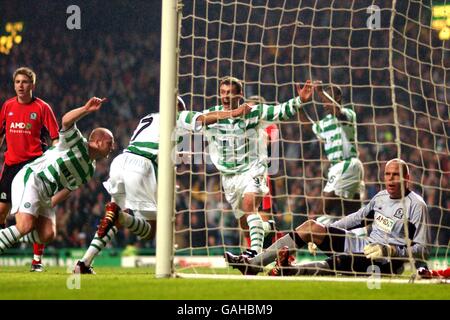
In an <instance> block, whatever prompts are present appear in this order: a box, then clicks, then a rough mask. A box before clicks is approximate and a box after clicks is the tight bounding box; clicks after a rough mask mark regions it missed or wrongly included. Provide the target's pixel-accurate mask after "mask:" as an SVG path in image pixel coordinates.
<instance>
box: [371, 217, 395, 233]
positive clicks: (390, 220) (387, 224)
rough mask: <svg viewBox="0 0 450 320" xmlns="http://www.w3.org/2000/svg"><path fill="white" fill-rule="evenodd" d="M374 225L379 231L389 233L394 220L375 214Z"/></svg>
mask: <svg viewBox="0 0 450 320" xmlns="http://www.w3.org/2000/svg"><path fill="white" fill-rule="evenodd" d="M374 224H375V225H376V226H377V227H378V228H379V229H381V230H383V231H384V232H386V233H391V231H392V228H393V227H394V220H392V219H390V218H388V217H385V216H383V215H382V214H380V213H378V212H376V213H375V219H374Z"/></svg>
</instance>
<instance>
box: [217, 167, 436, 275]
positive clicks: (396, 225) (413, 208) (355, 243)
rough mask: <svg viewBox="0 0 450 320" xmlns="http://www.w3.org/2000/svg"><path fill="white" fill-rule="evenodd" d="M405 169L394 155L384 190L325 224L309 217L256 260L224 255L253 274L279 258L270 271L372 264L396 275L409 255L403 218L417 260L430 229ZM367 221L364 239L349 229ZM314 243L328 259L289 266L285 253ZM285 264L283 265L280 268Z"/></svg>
mask: <svg viewBox="0 0 450 320" xmlns="http://www.w3.org/2000/svg"><path fill="white" fill-rule="evenodd" d="M408 180H409V169H408V166H407V164H406V163H405V162H404V161H403V160H400V159H392V160H390V161H388V162H387V164H386V166H385V173H384V181H385V186H386V190H383V191H380V192H379V193H378V194H376V195H375V196H374V197H373V198H372V200H371V201H370V202H369V203H368V204H367V205H366V206H365V207H363V208H361V209H360V210H359V211H357V212H355V213H352V214H350V215H349V216H346V217H344V218H342V219H340V220H338V221H336V222H334V223H333V224H331V225H329V226H324V225H322V224H320V223H318V222H317V221H314V220H308V221H306V222H305V223H303V224H302V225H300V226H299V227H298V228H297V229H296V230H295V232H292V233H290V234H287V235H286V236H284V237H283V238H281V239H279V240H278V241H276V242H275V243H274V244H273V245H272V246H271V247H269V248H268V249H267V250H266V251H265V252H263V253H261V254H259V255H257V256H256V257H254V258H249V257H247V256H245V255H240V256H236V255H233V254H231V253H229V252H227V253H225V259H226V260H227V261H228V263H229V264H230V265H231V266H233V267H234V268H238V269H239V270H240V271H241V272H242V273H243V274H257V273H258V272H260V271H262V270H263V267H264V266H266V265H268V264H269V263H271V262H273V261H274V260H275V259H277V258H278V261H277V265H276V266H275V270H271V272H270V274H272V275H282V274H286V275H297V274H314V273H316V272H318V271H319V272H322V271H324V272H327V273H328V272H332V273H335V272H338V273H345V272H350V273H361V274H367V272H371V268H372V265H376V266H377V267H379V268H380V272H381V273H387V274H400V273H401V272H402V271H403V263H404V262H405V260H407V259H408V248H407V247H406V241H407V239H405V237H406V235H405V229H404V226H405V221H404V219H407V222H408V234H409V237H410V240H411V241H412V245H411V253H412V256H413V258H414V259H416V260H417V261H425V260H426V258H427V255H428V248H427V244H428V243H429V229H428V224H427V217H428V214H427V206H426V204H425V202H424V200H423V199H422V197H421V196H419V195H418V194H416V193H415V192H413V191H411V190H410V189H409V188H408ZM368 223H371V225H372V228H371V232H370V234H369V235H368V236H367V237H364V238H363V237H358V236H356V235H355V234H354V233H352V231H351V230H352V229H354V228H359V227H363V226H365V225H367V224H368ZM310 242H312V243H313V244H315V245H316V246H317V247H318V248H319V249H320V250H322V251H323V252H324V253H325V254H326V255H328V256H329V257H330V258H329V259H327V260H326V261H321V262H315V263H310V264H308V265H301V266H291V265H290V260H289V258H288V257H289V254H290V253H293V252H294V251H295V249H301V248H303V247H305V246H306V245H307V244H308V243H310ZM285 267H287V269H284V268H285Z"/></svg>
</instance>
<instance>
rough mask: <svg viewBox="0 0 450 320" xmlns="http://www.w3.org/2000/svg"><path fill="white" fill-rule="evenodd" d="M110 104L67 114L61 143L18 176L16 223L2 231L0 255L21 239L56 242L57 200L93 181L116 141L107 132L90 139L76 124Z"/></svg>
mask: <svg viewBox="0 0 450 320" xmlns="http://www.w3.org/2000/svg"><path fill="white" fill-rule="evenodd" d="M105 101H106V99H105V98H103V99H100V98H96V97H93V98H91V99H89V101H88V102H87V103H86V104H85V105H84V106H82V107H79V108H76V109H73V110H71V111H69V112H68V113H66V114H65V115H64V116H63V118H62V129H61V131H60V133H59V142H58V143H57V144H56V145H55V146H54V147H52V148H50V149H49V150H47V151H46V152H45V153H44V154H43V155H42V156H41V157H39V158H37V159H36V160H34V161H33V162H31V163H29V164H27V165H26V166H25V167H23V168H22V169H21V170H20V171H19V172H18V173H17V175H16V176H15V178H14V180H13V183H12V190H13V193H12V209H11V214H13V215H15V218H16V224H15V225H13V226H11V227H9V228H6V229H3V230H1V231H0V253H3V252H4V251H5V250H6V249H8V248H10V247H11V246H13V245H14V244H15V243H17V242H18V241H19V240H20V241H22V242H37V243H48V242H50V241H52V240H53V239H54V237H55V234H56V221H55V210H54V208H53V205H54V203H53V200H54V197H59V195H60V194H61V193H63V194H65V195H68V194H69V193H70V191H72V190H75V189H77V188H78V187H80V186H81V185H82V184H84V183H86V182H87V181H89V180H90V179H91V178H92V176H93V174H94V170H95V162H96V160H100V159H103V158H106V157H107V156H108V155H109V154H110V153H111V151H112V150H113V145H114V137H113V135H112V133H111V131H109V130H108V129H105V128H96V129H94V130H92V132H91V134H90V136H89V140H86V139H85V138H84V137H83V136H82V135H81V132H80V131H79V130H78V129H77V127H76V125H75V123H76V122H77V121H78V120H79V119H81V118H82V117H84V116H85V115H87V114H90V113H92V112H95V111H97V110H99V109H100V107H101V105H102V103H103V102H105ZM60 199H61V198H60ZM21 238H22V239H21Z"/></svg>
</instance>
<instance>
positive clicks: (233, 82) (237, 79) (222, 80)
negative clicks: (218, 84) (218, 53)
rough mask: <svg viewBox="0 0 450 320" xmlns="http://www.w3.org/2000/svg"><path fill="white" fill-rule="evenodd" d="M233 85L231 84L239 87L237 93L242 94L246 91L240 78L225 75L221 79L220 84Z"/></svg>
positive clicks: (221, 84) (223, 84)
mask: <svg viewBox="0 0 450 320" xmlns="http://www.w3.org/2000/svg"><path fill="white" fill-rule="evenodd" d="M224 84H226V85H231V86H235V87H236V88H237V92H236V94H242V93H243V92H244V87H243V85H242V82H241V80H239V79H238V78H235V77H225V78H223V79H222V80H221V81H220V86H219V88H220V87H221V86H222V85H224Z"/></svg>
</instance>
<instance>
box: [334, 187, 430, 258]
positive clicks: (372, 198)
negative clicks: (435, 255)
mask: <svg viewBox="0 0 450 320" xmlns="http://www.w3.org/2000/svg"><path fill="white" fill-rule="evenodd" d="M367 223H371V224H372V231H371V232H370V235H369V237H368V241H369V242H370V243H381V244H389V245H395V246H396V247H397V256H399V257H407V256H408V252H407V248H406V237H407V236H408V238H409V239H411V249H412V255H413V257H414V258H420V259H426V257H427V255H428V247H427V246H428V244H429V243H430V236H429V228H428V209H427V205H426V204H425V201H424V200H423V198H422V197H421V196H419V195H418V194H417V193H415V192H413V191H410V192H409V193H408V195H407V196H406V197H405V198H403V199H391V198H390V196H389V193H388V192H387V191H386V190H383V191H380V192H379V193H377V194H376V195H375V196H374V197H373V198H372V200H371V201H370V202H369V203H368V204H367V205H366V206H365V207H363V208H361V209H360V210H358V211H357V212H355V213H352V214H350V215H348V216H346V217H344V218H342V219H340V220H338V221H336V222H334V223H333V224H331V226H332V227H337V228H341V229H346V230H351V229H353V228H357V227H361V226H364V225H365V224H367ZM405 226H406V227H407V229H405Z"/></svg>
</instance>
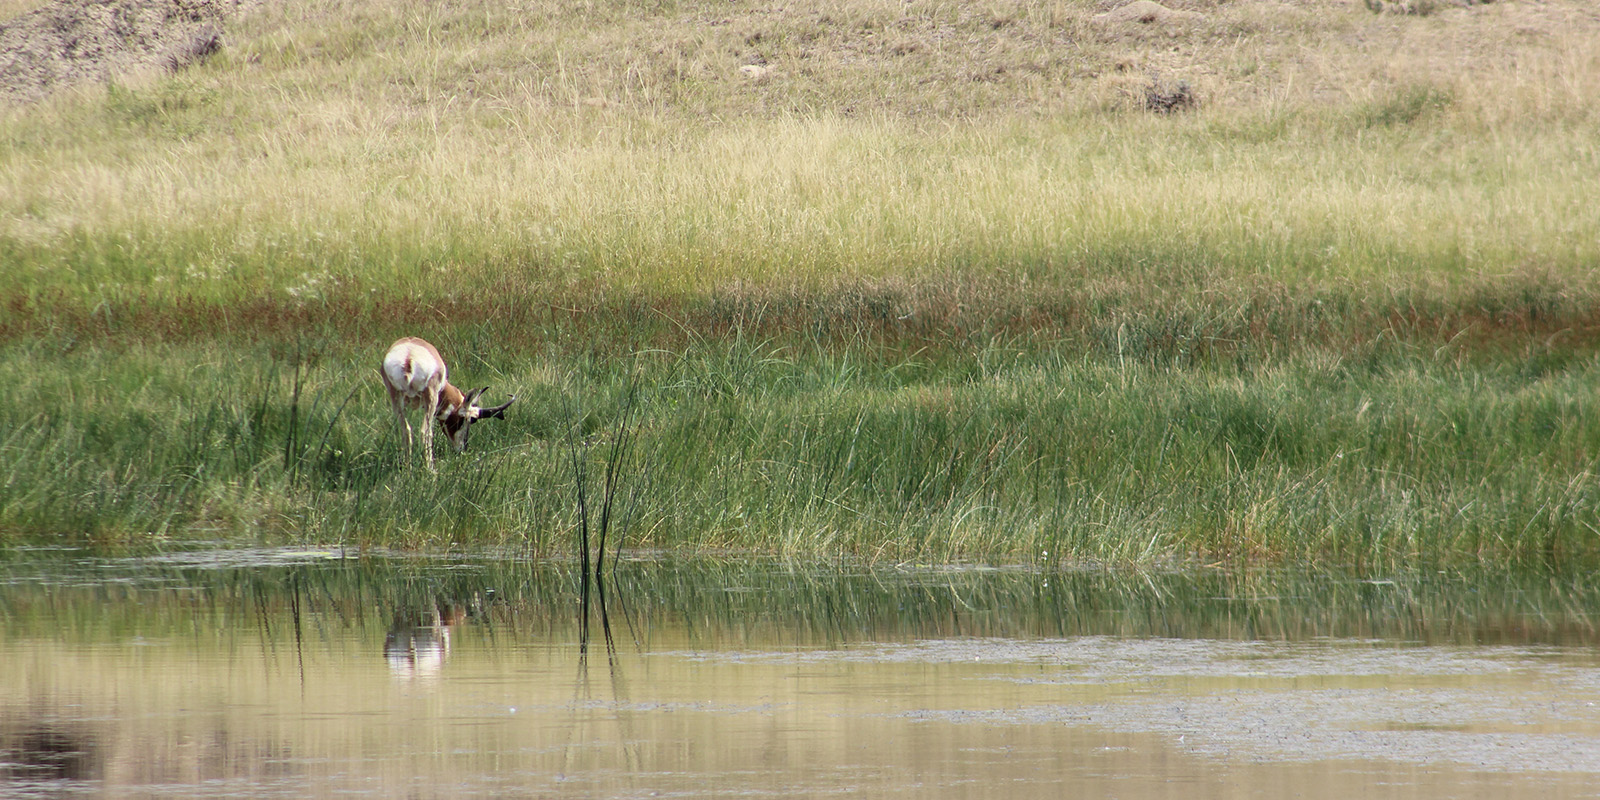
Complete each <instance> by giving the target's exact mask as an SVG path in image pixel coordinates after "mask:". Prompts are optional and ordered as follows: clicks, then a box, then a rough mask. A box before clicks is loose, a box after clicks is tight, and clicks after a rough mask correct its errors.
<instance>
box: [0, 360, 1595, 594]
mask: <svg viewBox="0 0 1600 800" xmlns="http://www.w3.org/2000/svg"><path fill="white" fill-rule="evenodd" d="M46 347H48V346H46V344H43V342H35V344H30V346H27V347H11V349H8V350H6V354H5V362H3V365H0V373H5V376H6V379H8V381H19V382H18V384H14V386H21V394H19V397H18V402H13V403H8V405H6V408H5V410H3V411H0V414H5V419H3V427H5V429H6V430H8V435H6V438H5V442H3V443H0V526H3V530H6V531H10V533H8V536H10V538H11V539H13V541H27V539H37V538H40V536H45V538H56V536H66V538H69V539H78V541H83V539H86V541H101V542H147V541H152V539H160V538H182V539H190V538H224V539H230V541H238V539H264V541H315V542H322V544H330V542H336V541H339V542H352V544H374V542H376V544H395V546H408V547H414V546H421V547H451V546H469V544H477V546H482V544H506V546H517V547H525V549H530V550H533V552H541V554H550V552H568V549H570V547H571V546H573V544H571V542H573V541H574V536H576V525H578V523H579V520H578V514H576V512H578V506H576V494H574V490H576V488H574V483H573V480H574V478H573V467H571V461H570V458H571V451H570V448H568V445H566V442H565V430H566V429H568V426H576V427H578V430H579V435H584V437H590V440H592V442H606V437H610V435H614V430H616V424H614V422H616V419H618V414H619V413H621V403H622V397H624V395H626V392H629V390H630V387H640V390H642V394H640V398H638V408H637V440H635V442H634V443H632V448H634V454H632V459H630V469H629V472H627V474H624V475H622V478H621V483H619V490H618V498H619V501H618V512H616V514H618V518H616V520H614V526H616V530H619V531H621V534H622V541H624V542H626V544H627V546H634V547H667V549H678V550H690V552H709V550H720V549H755V550H766V552H779V554H787V555H803V557H835V555H851V557H861V558H869V560H893V562H899V560H912V562H915V560H947V558H992V560H1006V562H1016V560H1024V562H1050V563H1056V562H1128V563H1152V562H1173V560H1181V562H1190V560H1198V562H1226V563H1354V565H1362V566H1371V568H1395V566H1400V565H1410V566H1416V565H1440V566H1448V565H1461V563H1472V562H1477V560H1496V562H1498V560H1512V562H1552V560H1554V562H1563V560H1587V558H1590V557H1594V555H1595V554H1597V544H1600V482H1597V475H1600V405H1597V400H1595V397H1594V392H1589V390H1586V387H1590V386H1594V381H1595V379H1597V376H1600V362H1597V360H1595V358H1594V357H1592V355H1574V357H1570V358H1565V360H1554V362H1550V360H1542V362H1541V360H1538V358H1530V360H1525V362H1512V360H1506V362H1501V363H1494V365H1475V363H1467V362H1462V360H1458V358H1450V357H1442V355H1440V357H1435V354H1434V352H1422V354H1418V352H1413V350H1410V349H1406V347H1389V349H1384V347H1378V349H1374V350H1373V352H1370V354H1368V355H1366V357H1352V355H1347V354H1338V352H1328V350H1315V349H1307V350H1302V352H1299V354H1296V355H1291V357H1285V358H1269V360H1259V362H1256V363H1238V362H1234V360H1227V358H1218V360H1206V362H1195V363H1190V365H1178V366H1174V365H1171V363H1162V362H1152V360H1149V358H1126V357H1118V355H1115V354H1109V352H1106V354H1083V352H1078V350H1075V349H1054V347H1027V349H1016V347H1008V346H1003V344H992V346H987V347H979V349H974V350H971V352H950V350H944V352H930V354H928V355H901V354H894V352H891V350H883V349H870V347H829V349H818V347H814V346H806V344H803V342H795V341H781V339H754V338H744V336H738V334H734V336H730V338H720V339H717V341H707V342H701V344H696V346H690V347H685V349H682V350H674V352H662V350H646V352H640V354H637V355H634V357H618V355H584V354H562V352H552V354H550V360H549V362H546V363H544V365H542V366H539V368H538V370H530V368H528V366H526V365H528V362H526V360H514V358H507V357H506V350H494V349H490V350H488V352H485V354H480V355H482V357H483V358H482V362H478V360H472V358H462V360H458V366H456V371H454V374H461V376H462V378H464V379H467V381H469V382H474V384H490V386H491V394H493V395H499V394H501V392H517V394H518V395H520V397H522V400H520V402H518V405H517V406H514V411H515V413H512V414H510V419H507V421H506V422H504V424H499V422H485V424H483V429H482V430H480V432H477V435H475V437H474V450H472V451H469V453H466V454H459V456H458V454H448V456H445V458H443V459H442V462H440V470H438V474H437V475H434V474H429V472H427V470H424V469H421V466H419V456H418V459H416V461H418V464H410V462H406V461H405V458H403V456H402V448H400V446H398V442H397V434H395V432H394V422H392V418H390V416H389V411H387V408H386V403H384V400H382V397H381V389H379V384H378V381H376V379H373V378H371V370H373V366H371V365H370V363H366V362H368V360H371V358H370V357H371V354H370V352H365V350H360V352H352V350H334V352H325V354H320V355H318V357H317V358H315V360H310V358H306V354H301V355H299V357H301V362H298V363H296V362H294V354H293V352H291V354H283V355H280V357H277V358H275V357H274V355H272V354H270V352H269V350H267V349H232V347H218V346H206V344H184V346H141V347H126V349H118V350H114V349H90V350H82V352H67V354H54V355H46ZM24 376H26V379H22V378H24ZM467 376H470V378H467ZM296 387H298V390H296ZM571 408H582V410H586V411H584V418H581V419H571V413H570V411H566V410H571ZM606 451H608V448H606V446H597V448H589V450H587V451H586V453H589V456H587V458H594V459H598V461H603V458H605V456H603V454H605V453H606ZM603 467H605V464H603V462H597V464H595V467H594V472H595V474H600V472H602V470H603Z"/></svg>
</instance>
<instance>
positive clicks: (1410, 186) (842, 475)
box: [0, 0, 1600, 568]
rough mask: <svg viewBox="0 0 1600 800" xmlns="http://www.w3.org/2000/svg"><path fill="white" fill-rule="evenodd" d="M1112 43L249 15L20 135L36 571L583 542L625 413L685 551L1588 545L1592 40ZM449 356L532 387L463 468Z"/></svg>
mask: <svg viewBox="0 0 1600 800" xmlns="http://www.w3.org/2000/svg"><path fill="white" fill-rule="evenodd" d="M1114 5H1115V3H1093V2H1059V3H1043V5H1040V3H1005V2H1000V3H941V2H926V3H899V2H894V3H878V2H870V0H835V2H830V3H816V5H808V6H805V8H776V6H762V5H744V3H734V5H728V3H701V2H682V3H600V5H590V3H571V2H555V0H550V2H544V3H525V5H520V6H507V5H504V3H475V2H461V3H448V5H442V3H432V5H424V6H418V5H414V3H411V5H408V3H395V2H389V0H370V2H325V3H312V5H307V6H296V8H288V10H285V8H275V6H274V8H246V10H245V11H240V13H238V14H237V16H235V18H232V19H230V21H229V27H227V29H226V38H224V46H222V50H221V51H219V53H218V54H216V56H213V58H210V59H208V61H205V62H200V64H195V66H190V67H187V69H182V70H178V72H170V70H160V69H152V70H149V72H136V74H128V75H120V77H117V78H115V80H112V82H110V83H109V85H85V86H78V88H72V90H67V91H62V93H58V94H54V96H53V98H50V99H45V101H40V102H35V104H29V106H18V107H10V109H3V110H0V141H5V147H0V264H3V266H5V269H3V277H0V302H3V315H0V374H3V379H5V382H6V386H11V387H13V389H11V390H10V392H8V398H10V400H11V402H8V403H5V405H3V408H0V533H3V534H5V536H8V538H10V539H16V541H21V539H37V538H56V536H66V538H70V539H86V541H101V542H134V544H138V542H147V541H173V539H186V538H221V539H230V541H240V539H258V538H264V539H296V541H347V542H384V544H398V546H426V547H446V546H474V544H507V542H522V544H526V546H530V547H533V549H538V550H542V552H566V549H570V547H571V541H573V531H574V530H576V525H578V523H576V504H574V488H576V486H574V483H576V478H574V474H573V467H571V456H573V448H574V446H576V448H579V450H582V448H587V450H586V451H587V453H589V458H590V459H592V461H595V462H597V469H598V467H602V466H603V464H598V462H602V461H605V458H608V456H606V454H608V453H610V451H608V448H606V446H605V445H606V442H610V440H613V437H616V435H618V432H619V430H624V429H626V426H624V422H627V421H630V424H632V426H635V430H637V438H635V450H634V451H632V456H630V459H629V461H627V464H626V472H624V480H622V485H621V488H622V499H624V506H626V509H627V515H626V517H624V520H626V525H624V526H622V533H624V536H626V538H627V539H626V541H627V542H629V544H634V546H642V547H672V549H688V550H704V549H730V547H731V549H755V550H774V552H784V554H790V555H808V557H818V555H853V557H864V558H874V560H882V558H893V560H918V558H936V560H942V558H989V560H1029V562H1032V560H1035V558H1050V560H1053V562H1054V560H1066V562H1139V563H1152V562H1168V560H1186V562H1187V560H1197V562H1203V563H1211V562H1229V563H1234V562H1267V563H1283V562H1326V563H1354V565H1362V566H1373V568H1390V566H1395V565H1411V563H1422V562H1427V563H1434V562H1438V563H1445V562H1451V563H1456V562H1472V560H1507V558H1510V560H1568V558H1582V557H1590V555H1594V554H1595V552H1597V544H1600V469H1597V461H1600V408H1597V403H1600V398H1597V394H1595V390H1594V387H1595V386H1597V384H1600V382H1597V378H1600V374H1597V373H1600V349H1597V341H1600V179H1597V178H1595V176H1600V138H1597V136H1595V133H1594V131H1595V130H1600V101H1597V99H1595V98H1600V19H1597V14H1595V13H1594V10H1592V8H1589V6H1587V5H1586V3H1579V2H1568V3H1562V2H1550V3H1539V5H1533V3H1493V5H1470V6H1467V5H1464V3H1462V6H1461V8H1446V6H1448V3H1438V10H1437V11H1435V13H1427V14H1422V13H1411V14H1406V13H1371V11H1370V10H1368V8H1366V5H1363V3H1358V2H1301V3H1278V5H1266V3H1227V2H1210V0H1205V2H1200V0H1197V2H1189V3H1176V2H1174V3H1168V5H1170V6H1171V8H1174V10H1178V11H1184V13H1187V14H1190V16H1176V18H1171V19H1162V21H1154V22H1139V21H1115V19H1110V18H1101V16H1098V14H1102V13H1106V11H1110V10H1112V6H1114ZM742 67H750V69H742ZM1178 85H1182V86H1187V90H1189V91H1192V93H1194V98H1195V99H1197V104H1195V106H1194V107H1189V109H1184V110H1178V112H1173V114H1162V112H1154V110H1150V109H1147V107H1146V104H1147V96H1149V93H1150V91H1163V90H1165V88H1170V86H1178ZM406 334H418V336H424V338H427V339H430V341H434V342H435V344H437V346H438V347H440V349H442V350H443V352H445V357H446V358H448V360H450V363H451V374H453V378H456V379H458V381H461V382H462V386H483V384H488V386H490V387H491V389H490V394H488V395H486V398H491V400H493V398H496V397H502V395H504V394H517V395H518V403H517V405H515V406H512V413H510V419H507V421H506V422H504V424H501V422H485V424H483V426H482V429H480V430H478V432H477V434H475V437H474V448H472V451H469V453H467V454H464V456H454V454H450V456H445V458H443V462H442V467H440V472H438V474H437V475H434V474H429V472H427V470H424V469H421V462H419V456H418V458H416V459H414V462H406V461H405V459H403V458H402V454H400V453H398V448H397V438H395V430H394V421H392V418H390V416H389V411H387V405H386V402H384V400H382V389H381V384H379V381H378V379H376V374H373V373H374V371H376V365H378V362H379V358H381V355H382V352H384V349H386V347H387V344H389V342H390V341H392V339H395V338H398V336H406ZM624 397H635V398H637V403H635V405H634V406H632V414H627V413H624V406H626V403H624V400H622V398H624ZM493 402H498V400H493ZM570 430H576V432H578V435H574V437H570V435H568V432H570ZM1043 554H1050V555H1043Z"/></svg>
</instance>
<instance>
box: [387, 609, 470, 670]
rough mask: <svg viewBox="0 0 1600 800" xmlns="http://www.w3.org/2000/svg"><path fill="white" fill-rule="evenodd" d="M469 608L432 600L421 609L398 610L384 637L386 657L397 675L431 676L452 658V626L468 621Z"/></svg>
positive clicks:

•••••

• _YOUR TASK_
In the material above, find the line containing "positive clicks: (233, 82)" and the line containing "85L231 84L239 87L237", then write out exactly those two lines and every line between them, and nothing more.

• _SOLUTION BELOW_
positive clicks: (233, 82) (237, 79) (222, 80)
negative clicks: (218, 84) (218, 53)
rough mask: <svg viewBox="0 0 450 320" xmlns="http://www.w3.org/2000/svg"><path fill="white" fill-rule="evenodd" d="M233 85L231 84L239 87L237 93L242 94L246 91L240 78L225 75L221 79L220 84Z"/></svg>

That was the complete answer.